→ **Given records**:
········

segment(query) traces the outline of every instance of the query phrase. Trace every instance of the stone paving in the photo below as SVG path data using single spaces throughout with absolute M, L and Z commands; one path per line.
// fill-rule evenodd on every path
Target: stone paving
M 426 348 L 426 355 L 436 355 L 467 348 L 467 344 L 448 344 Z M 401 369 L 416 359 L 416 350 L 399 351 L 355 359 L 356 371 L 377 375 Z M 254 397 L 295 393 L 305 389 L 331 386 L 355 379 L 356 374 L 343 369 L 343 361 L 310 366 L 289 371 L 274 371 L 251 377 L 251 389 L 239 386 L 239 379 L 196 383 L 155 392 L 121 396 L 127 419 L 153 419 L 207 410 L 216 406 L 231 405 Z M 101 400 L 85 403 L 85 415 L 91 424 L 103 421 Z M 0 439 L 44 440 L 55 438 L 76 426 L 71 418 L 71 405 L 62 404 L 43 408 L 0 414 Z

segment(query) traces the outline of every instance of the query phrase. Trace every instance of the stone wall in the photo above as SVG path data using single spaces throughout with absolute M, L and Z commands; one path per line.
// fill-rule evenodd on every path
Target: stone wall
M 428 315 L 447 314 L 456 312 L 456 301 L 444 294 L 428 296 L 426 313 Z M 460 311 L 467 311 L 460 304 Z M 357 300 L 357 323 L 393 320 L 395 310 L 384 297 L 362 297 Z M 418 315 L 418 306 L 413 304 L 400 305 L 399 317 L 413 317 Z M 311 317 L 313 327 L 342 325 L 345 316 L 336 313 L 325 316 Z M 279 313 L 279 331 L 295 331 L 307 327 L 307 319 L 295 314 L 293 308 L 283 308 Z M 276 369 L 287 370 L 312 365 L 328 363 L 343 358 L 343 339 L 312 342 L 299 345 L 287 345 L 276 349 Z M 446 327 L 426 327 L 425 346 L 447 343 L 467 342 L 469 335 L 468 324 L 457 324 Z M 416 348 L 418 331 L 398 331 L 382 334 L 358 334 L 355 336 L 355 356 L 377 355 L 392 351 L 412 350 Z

········

→ **What the task asks**:
Reproduce all of the lines above, substituting "brick paving" for every occurrence of "stone paving" and leaving everything else unchanged.

→ **Exercise solution**:
segment(query) traces the outline of every instance of the query phrase. Trace every instance of the brick paving in the photo below as SVG path data using single spaces throughout with absolute M, L and Z commands; one path per line.
// fill-rule evenodd on every path
Target: brick paving
M 426 348 L 426 355 L 436 355 L 467 348 L 467 344 L 448 344 Z M 401 369 L 416 359 L 416 350 L 399 351 L 355 359 L 356 371 L 377 375 Z M 254 397 L 295 393 L 305 389 L 331 386 L 355 379 L 356 374 L 343 369 L 343 361 L 310 366 L 289 371 L 274 371 L 251 377 L 251 389 L 239 386 L 239 379 L 196 383 L 155 392 L 121 396 L 127 419 L 153 419 L 207 410 L 216 406 L 231 405 Z M 101 400 L 85 403 L 85 415 L 91 424 L 103 421 Z M 0 439 L 44 440 L 55 438 L 76 426 L 71 418 L 71 405 L 62 404 L 43 408 L 0 414 Z

segment(query) traces the outline of every instance of the query phrase. Trace every instance of the stone wall in the photo above as SVG path data using single spaces throughout with absolute M, L and Z commands; one path per line.
// fill-rule evenodd on every path
Target: stone wall
M 428 315 L 447 314 L 456 312 L 456 301 L 444 294 L 428 296 L 426 313 Z M 460 311 L 467 311 L 460 304 Z M 357 300 L 357 323 L 393 320 L 395 310 L 384 297 L 362 297 Z M 418 315 L 418 306 L 413 304 L 400 305 L 399 317 L 413 317 Z M 311 317 L 313 327 L 342 325 L 345 316 L 336 313 L 325 316 Z M 279 313 L 279 331 L 295 331 L 307 327 L 307 319 L 295 314 L 293 308 L 283 308 Z M 276 369 L 287 370 L 312 365 L 328 363 L 343 358 L 343 339 L 312 342 L 299 345 L 287 345 L 276 349 Z M 446 327 L 426 327 L 425 346 L 447 343 L 467 342 L 469 335 L 468 324 L 457 324 Z M 416 348 L 418 331 L 398 331 L 382 334 L 358 334 L 355 336 L 355 356 L 377 355 L 392 351 L 412 350 Z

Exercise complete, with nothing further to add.